__TEXT__:
I agree a "lot of work is going into it" but I also think the approaches are narrow and still benchmark chasing. I saw as well was given the aforementioned responses at workshops on world modeling (as well as a few presenters who gave very different and more complex answers or "it's the best we got right now", but nether seemed to confident in claiming "world model" either).But I'm a bit surprised that as a mathematician you think these systems create world models. While I see some generalization, this is also impossible for me to distinguish from memorization. We're processing more data than can be scrutinized. We seem to also frequently uncover major limitations to our de-duplication processes[0]. We are definitely abusing the terms "Out of Distribution" and "Zero shot". Like I don't know how any person working with a proprietary LLM (or large model) that they don't own, can make a claim of "zero shot" or even "few shot" capabilities. We're publishing papers left and right, yet it's absurd to claim {zero,few}-shot when we don't have access to the learning distribution. We've merged these terms with biased sampling. Was the data not in training or is it just a low likelihood region of the model? They're indistinguishable without access to the original distribution.

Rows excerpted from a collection

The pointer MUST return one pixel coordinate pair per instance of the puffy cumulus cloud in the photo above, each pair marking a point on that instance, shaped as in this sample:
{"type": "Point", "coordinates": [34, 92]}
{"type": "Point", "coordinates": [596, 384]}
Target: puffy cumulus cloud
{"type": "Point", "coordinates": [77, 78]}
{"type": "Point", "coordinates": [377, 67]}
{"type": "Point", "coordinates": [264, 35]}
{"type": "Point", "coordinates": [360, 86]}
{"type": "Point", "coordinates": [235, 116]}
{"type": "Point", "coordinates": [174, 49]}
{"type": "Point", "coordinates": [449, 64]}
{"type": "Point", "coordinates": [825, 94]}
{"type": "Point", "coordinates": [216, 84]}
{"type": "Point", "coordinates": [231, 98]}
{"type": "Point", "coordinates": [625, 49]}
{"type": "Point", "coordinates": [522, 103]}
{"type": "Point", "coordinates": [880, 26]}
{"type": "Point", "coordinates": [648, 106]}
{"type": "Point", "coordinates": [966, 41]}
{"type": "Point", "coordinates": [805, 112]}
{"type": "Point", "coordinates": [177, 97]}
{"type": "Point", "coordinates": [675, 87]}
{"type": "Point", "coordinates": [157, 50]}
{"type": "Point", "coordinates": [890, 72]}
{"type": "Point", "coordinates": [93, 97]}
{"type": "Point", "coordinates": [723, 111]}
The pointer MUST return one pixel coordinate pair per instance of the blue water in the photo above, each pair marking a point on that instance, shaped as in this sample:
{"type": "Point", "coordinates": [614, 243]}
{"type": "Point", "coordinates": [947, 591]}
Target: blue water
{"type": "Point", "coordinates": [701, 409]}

__EXERCISES TO COMPLETE__:
• a. Answer these questions about the forum post on world models:
(i) Which two terms does the writer say are being abused?
(ii) What does the writer find impossible to distinguish from generalization?
(iii) Without access to what are the two possibilities in the final question indistinguishable?
• b. Write the next part of the forum post on world models, picking up after its final sentence.
The rows were taken from a separate source.

__REPLIES__:
• a.
(i) "Out of Distribution" and "Zero shot"
(ii) Memorization
(iii) The original distribution

• b.
Idk, I think our scaling is just making the problem harder to evaluate. I don't want to stop that camp because they are clearly producing things of value, but I do also want that camp to not make claims beyond their evidence. It just makes the discussion more convoluted. I mean the argument would be different if we were discussing small and closed worlds, but we're not. The claims are we've created world models yet many of them are not self-consistent. Certainly that is a requirement. I admit we're making progress, but the claims were made years ago. Take GameNGen[1] or Diamond Diffusion. Neither were the first and neither were self-consistent. Though both are also impressive.
[0] as an example: https://arxiv.org/abs/2303.09540
hodgehog11
9 hours ago
Apologies if I ramble a bit here, this was typed in a bit of a hurry. Hopefully I answer some of your points.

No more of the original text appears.